**Task to carry out:** Take the records underneath and set them down exactly.

**Provided data:**
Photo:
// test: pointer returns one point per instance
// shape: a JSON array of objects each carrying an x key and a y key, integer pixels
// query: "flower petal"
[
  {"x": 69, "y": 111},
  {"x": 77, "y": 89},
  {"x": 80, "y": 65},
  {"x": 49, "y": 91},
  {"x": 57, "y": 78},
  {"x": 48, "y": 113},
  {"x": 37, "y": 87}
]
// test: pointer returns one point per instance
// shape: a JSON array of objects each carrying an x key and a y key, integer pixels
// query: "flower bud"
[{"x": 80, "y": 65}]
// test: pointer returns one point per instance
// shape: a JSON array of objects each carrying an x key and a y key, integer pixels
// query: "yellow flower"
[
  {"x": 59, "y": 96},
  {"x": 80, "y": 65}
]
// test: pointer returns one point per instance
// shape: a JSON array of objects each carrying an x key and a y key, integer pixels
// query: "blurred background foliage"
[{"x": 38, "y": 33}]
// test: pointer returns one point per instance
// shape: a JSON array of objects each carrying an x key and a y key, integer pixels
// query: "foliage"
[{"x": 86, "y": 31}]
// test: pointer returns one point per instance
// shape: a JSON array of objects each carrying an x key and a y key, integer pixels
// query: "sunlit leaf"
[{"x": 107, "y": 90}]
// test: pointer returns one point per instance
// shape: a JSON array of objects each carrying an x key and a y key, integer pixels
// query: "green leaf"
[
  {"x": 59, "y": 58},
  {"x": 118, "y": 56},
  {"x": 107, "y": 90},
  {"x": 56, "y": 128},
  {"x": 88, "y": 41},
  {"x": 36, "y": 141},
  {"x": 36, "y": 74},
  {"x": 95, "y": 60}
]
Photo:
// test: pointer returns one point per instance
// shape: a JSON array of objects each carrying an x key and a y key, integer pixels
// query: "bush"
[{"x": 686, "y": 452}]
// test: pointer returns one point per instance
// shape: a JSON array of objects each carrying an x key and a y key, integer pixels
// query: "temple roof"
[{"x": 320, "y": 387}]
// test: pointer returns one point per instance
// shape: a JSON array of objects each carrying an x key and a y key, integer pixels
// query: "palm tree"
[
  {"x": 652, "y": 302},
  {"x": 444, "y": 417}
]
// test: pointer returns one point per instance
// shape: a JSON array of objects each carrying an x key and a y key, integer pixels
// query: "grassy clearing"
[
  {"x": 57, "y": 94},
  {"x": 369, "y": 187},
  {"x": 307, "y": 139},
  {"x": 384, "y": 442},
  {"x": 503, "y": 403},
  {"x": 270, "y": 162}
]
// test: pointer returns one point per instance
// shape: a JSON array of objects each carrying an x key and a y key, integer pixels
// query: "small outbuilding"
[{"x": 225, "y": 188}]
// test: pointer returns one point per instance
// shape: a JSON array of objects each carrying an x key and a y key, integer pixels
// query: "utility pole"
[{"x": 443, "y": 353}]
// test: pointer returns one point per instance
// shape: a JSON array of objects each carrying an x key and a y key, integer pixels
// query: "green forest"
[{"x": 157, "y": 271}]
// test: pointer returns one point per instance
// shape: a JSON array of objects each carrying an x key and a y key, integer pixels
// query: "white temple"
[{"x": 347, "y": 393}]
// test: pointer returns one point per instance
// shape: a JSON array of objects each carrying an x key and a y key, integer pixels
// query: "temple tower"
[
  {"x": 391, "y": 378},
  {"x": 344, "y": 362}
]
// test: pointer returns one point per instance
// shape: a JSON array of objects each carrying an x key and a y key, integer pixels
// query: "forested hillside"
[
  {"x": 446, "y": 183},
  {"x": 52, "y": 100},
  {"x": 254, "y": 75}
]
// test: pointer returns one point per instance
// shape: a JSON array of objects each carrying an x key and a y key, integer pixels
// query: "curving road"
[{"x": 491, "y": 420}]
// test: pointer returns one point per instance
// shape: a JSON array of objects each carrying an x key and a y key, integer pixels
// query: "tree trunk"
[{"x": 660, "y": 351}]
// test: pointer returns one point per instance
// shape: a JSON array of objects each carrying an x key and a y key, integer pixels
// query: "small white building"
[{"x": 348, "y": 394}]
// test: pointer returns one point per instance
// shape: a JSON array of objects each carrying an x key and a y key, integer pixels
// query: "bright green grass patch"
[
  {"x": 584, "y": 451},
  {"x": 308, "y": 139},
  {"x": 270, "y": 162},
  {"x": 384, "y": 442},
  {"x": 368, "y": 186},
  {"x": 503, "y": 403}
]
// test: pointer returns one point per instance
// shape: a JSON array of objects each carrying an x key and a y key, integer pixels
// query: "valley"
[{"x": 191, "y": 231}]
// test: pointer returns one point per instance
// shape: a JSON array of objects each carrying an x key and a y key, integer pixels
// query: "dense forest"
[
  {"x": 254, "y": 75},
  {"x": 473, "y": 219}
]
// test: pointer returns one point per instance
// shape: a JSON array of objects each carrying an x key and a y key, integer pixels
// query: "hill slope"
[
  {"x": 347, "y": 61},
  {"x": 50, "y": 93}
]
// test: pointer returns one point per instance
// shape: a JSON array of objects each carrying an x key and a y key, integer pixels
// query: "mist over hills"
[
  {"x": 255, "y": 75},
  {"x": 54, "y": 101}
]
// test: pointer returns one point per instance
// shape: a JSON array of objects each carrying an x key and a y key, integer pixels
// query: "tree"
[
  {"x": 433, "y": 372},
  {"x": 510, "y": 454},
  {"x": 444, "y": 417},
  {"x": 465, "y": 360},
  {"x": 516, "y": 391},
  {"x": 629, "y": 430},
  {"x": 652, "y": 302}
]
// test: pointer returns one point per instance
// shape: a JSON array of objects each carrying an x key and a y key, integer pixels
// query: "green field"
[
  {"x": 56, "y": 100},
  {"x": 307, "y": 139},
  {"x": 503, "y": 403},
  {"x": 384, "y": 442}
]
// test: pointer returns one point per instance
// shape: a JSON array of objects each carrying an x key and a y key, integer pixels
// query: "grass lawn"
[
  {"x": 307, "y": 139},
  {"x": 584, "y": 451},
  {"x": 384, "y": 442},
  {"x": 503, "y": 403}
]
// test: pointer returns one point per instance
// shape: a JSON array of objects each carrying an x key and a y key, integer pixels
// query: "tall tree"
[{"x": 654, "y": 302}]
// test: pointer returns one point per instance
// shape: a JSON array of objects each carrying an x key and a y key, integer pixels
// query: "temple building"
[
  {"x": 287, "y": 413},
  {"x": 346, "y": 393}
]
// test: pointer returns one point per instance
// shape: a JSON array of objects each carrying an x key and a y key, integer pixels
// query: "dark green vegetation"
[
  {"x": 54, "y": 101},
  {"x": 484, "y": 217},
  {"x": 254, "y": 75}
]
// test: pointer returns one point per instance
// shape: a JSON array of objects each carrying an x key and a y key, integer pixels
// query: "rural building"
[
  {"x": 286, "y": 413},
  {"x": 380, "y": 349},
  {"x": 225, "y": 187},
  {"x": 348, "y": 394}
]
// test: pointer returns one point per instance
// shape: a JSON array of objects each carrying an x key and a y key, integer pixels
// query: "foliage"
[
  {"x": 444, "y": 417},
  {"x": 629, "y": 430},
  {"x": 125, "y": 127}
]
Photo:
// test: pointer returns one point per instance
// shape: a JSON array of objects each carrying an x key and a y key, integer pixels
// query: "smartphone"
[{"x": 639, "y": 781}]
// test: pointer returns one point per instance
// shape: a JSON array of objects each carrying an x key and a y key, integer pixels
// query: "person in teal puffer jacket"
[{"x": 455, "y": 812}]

**Your response:**
Photo:
// test: pointer returns one point per instance
// shape: a JSON array of objects each carrying an x key and a y key, integer pixels
// query: "flower petal"
[
  {"x": 69, "y": 111},
  {"x": 77, "y": 89},
  {"x": 80, "y": 65},
  {"x": 49, "y": 91},
  {"x": 57, "y": 78},
  {"x": 48, "y": 113},
  {"x": 37, "y": 87}
]
// test: pointer returns one point per instance
// shape: a JSON array of objects each carrying an x key and a y key, integer pixels
// query: "flower bud"
[{"x": 80, "y": 65}]
// test: pointer returns one point per instance
// shape: a JSON array of objects each carrying an x key and a y key, integer pixels
// query: "yellow flower"
[
  {"x": 59, "y": 96},
  {"x": 80, "y": 65}
]
// test: pointer returns one point per instance
// shape: a JSON array of objects each carrying an x key and a y key, integer pixels
// query: "blurred background foliage"
[{"x": 38, "y": 33}]
// test: pointer returns one point per instance
// shape: a JSON array of objects each carrying an x key and a y key, integer pixels
// query: "foliage"
[{"x": 86, "y": 31}]
// test: pointer returns one point per instance
// shape: a JSON array of objects each carrying an x key and a y key, integer pixels
// query: "sunlit leaf"
[{"x": 107, "y": 90}]
// test: pointer returns one point per instance
// shape: a JSON array of objects each carrying an x key and a y key, integer pixels
// query: "green leaf"
[
  {"x": 59, "y": 58},
  {"x": 118, "y": 56},
  {"x": 107, "y": 90},
  {"x": 56, "y": 128},
  {"x": 88, "y": 41},
  {"x": 36, "y": 141},
  {"x": 36, "y": 74},
  {"x": 95, "y": 60}
]
Photo:
// test: pointer returns one point per instance
// shape: a JSON array of objects each carrying an x key and a y key, integer pixels
// query: "bush"
[{"x": 686, "y": 452}]
// test: pointer returns one point per instance
// shape: a JSON array of objects each carrying an x key and a y key, integer pixels
// query: "temple roof"
[{"x": 320, "y": 387}]
// test: pointer returns one point per instance
// shape: a JSON array of objects each carrying an x key and a y key, integer pixels
// query: "palm tree"
[
  {"x": 652, "y": 302},
  {"x": 444, "y": 417}
]
// test: pointer returns one point per instance
// shape: a JSON array of objects each carrying an x key and a y key, integer pixels
// query: "grassy clearing"
[
  {"x": 57, "y": 94},
  {"x": 369, "y": 187},
  {"x": 307, "y": 139},
  {"x": 384, "y": 442},
  {"x": 503, "y": 403},
  {"x": 270, "y": 162}
]
// test: pointer returns one point per instance
// shape: a JSON array of objects each carrying an x key and a y key, integer pixels
// query: "small outbuilding"
[{"x": 225, "y": 188}]
// test: pointer returns one point per instance
// shape: a JSON array of objects each carrying an x key and a y key, integer pixels
// query: "utility pole"
[{"x": 443, "y": 353}]
// test: pointer returns one point per instance
// shape: a JSON array of objects each carrying an x key and a y key, integer pixels
// query: "green forest"
[{"x": 157, "y": 271}]
// test: pointer returns one point per instance
// shape: a JSON array of objects each carrying an x key and a y key, integer pixels
// query: "white temple"
[{"x": 347, "y": 393}]
// test: pointer returns one point per instance
// shape: a JSON array of objects each carrying an x key and a y key, integer pixels
// query: "temple tower"
[
  {"x": 391, "y": 378},
  {"x": 344, "y": 362}
]
// test: pointer returns one point per instance
// shape: a JSON array of objects each carrying an x key and a y key, integer pixels
// query: "forested hillside"
[
  {"x": 446, "y": 183},
  {"x": 52, "y": 100},
  {"x": 254, "y": 75}
]
// test: pointer returns one point per instance
// shape: a JSON array of objects each carrying an x key and a y key, integer pixels
// query: "curving road"
[{"x": 491, "y": 420}]
// test: pointer returns one point per instance
// shape: a JSON array of objects each carrying an x key and a y key, integer pixels
// query: "tree trunk"
[{"x": 660, "y": 351}]
// test: pointer returns one point per instance
// shape: a JSON array of objects each carrying an x key and a y key, integer pixels
// query: "small white building"
[{"x": 348, "y": 394}]
// test: pointer returns one point per instance
// shape: a JSON array of objects each carrying an x key and a y key, integer pixels
// query: "bright green grass patch"
[
  {"x": 584, "y": 451},
  {"x": 308, "y": 139},
  {"x": 270, "y": 162},
  {"x": 384, "y": 442},
  {"x": 368, "y": 186},
  {"x": 503, "y": 403}
]
// test: pointer returns one point per instance
// shape: a JSON array of objects each carrying an x key and a y key, integer pixels
// query: "valley"
[{"x": 191, "y": 231}]
// test: pointer returns one point per instance
// shape: a JSON array of objects each carrying an x key and a y key, integer pixels
// query: "dense forest"
[
  {"x": 254, "y": 75},
  {"x": 473, "y": 219}
]
// test: pointer returns one point per instance
// shape: a JSON array of objects each carrying an x key and a y key, integer pixels
// query: "hill slope"
[
  {"x": 347, "y": 61},
  {"x": 50, "y": 93}
]
// test: pointer returns one point per instance
// shape: a JSON array of objects each carrying an x key and a y key, integer pixels
// query: "mist over hills"
[
  {"x": 255, "y": 75},
  {"x": 54, "y": 101}
]
// test: pointer returns one point per instance
// shape: a JSON array of objects each carrying an x key and a y key, integer pixels
// query: "tree"
[
  {"x": 433, "y": 372},
  {"x": 510, "y": 454},
  {"x": 444, "y": 417},
  {"x": 465, "y": 360},
  {"x": 516, "y": 391},
  {"x": 629, "y": 430},
  {"x": 652, "y": 302}
]
// test: pointer returns one point per instance
// shape: a JSON array of objects each carrying an x key and a y key, integer pixels
// query: "green field"
[
  {"x": 56, "y": 100},
  {"x": 307, "y": 139},
  {"x": 503, "y": 403},
  {"x": 384, "y": 442}
]
// test: pointer returns one point per instance
// shape: a JSON array of objects each carrying an x key and a y key, integer pixels
// query: "grass lawn"
[
  {"x": 307, "y": 139},
  {"x": 584, "y": 451},
  {"x": 384, "y": 442},
  {"x": 503, "y": 403}
]
// test: pointer returns one point per instance
// shape: a JSON array of objects each carrying an x key and a y key, integer pixels
// query: "tall tree"
[{"x": 654, "y": 302}]
// test: pointer returns one point per instance
// shape: a JSON array of objects each carrying an x key and a y key, integer pixels
// query: "temple building"
[
  {"x": 287, "y": 413},
  {"x": 346, "y": 393}
]
// test: pointer returns one point per instance
// shape: a JSON array of objects each carrying an x key and a y key, integer pixels
// query: "dark green vegetation"
[
  {"x": 54, "y": 101},
  {"x": 484, "y": 217},
  {"x": 254, "y": 75}
]
// test: pointer returns one point per instance
// shape: a JSON array of objects each carrying an x key and a y key, integer pixels
// query: "rural building"
[
  {"x": 286, "y": 413},
  {"x": 380, "y": 349},
  {"x": 225, "y": 187},
  {"x": 348, "y": 394}
]
// test: pointer returns one point per instance
// shape: a JSON array of objects each carrying an x key and a y key, integer pixels
// query: "foliage"
[
  {"x": 444, "y": 417},
  {"x": 629, "y": 430},
  {"x": 125, "y": 127}
]
Photo:
// test: pointer returns one point per instance
// shape: a JSON array of objects each carrying an x key and a y key, integer pixels
// query: "smartphone"
[{"x": 639, "y": 781}]
// test: pointer returns one point per instance
// shape: a JSON array of objects each carrying an x key and a y key, integer pixels
// query: "person in teal puffer jacket"
[{"x": 455, "y": 812}]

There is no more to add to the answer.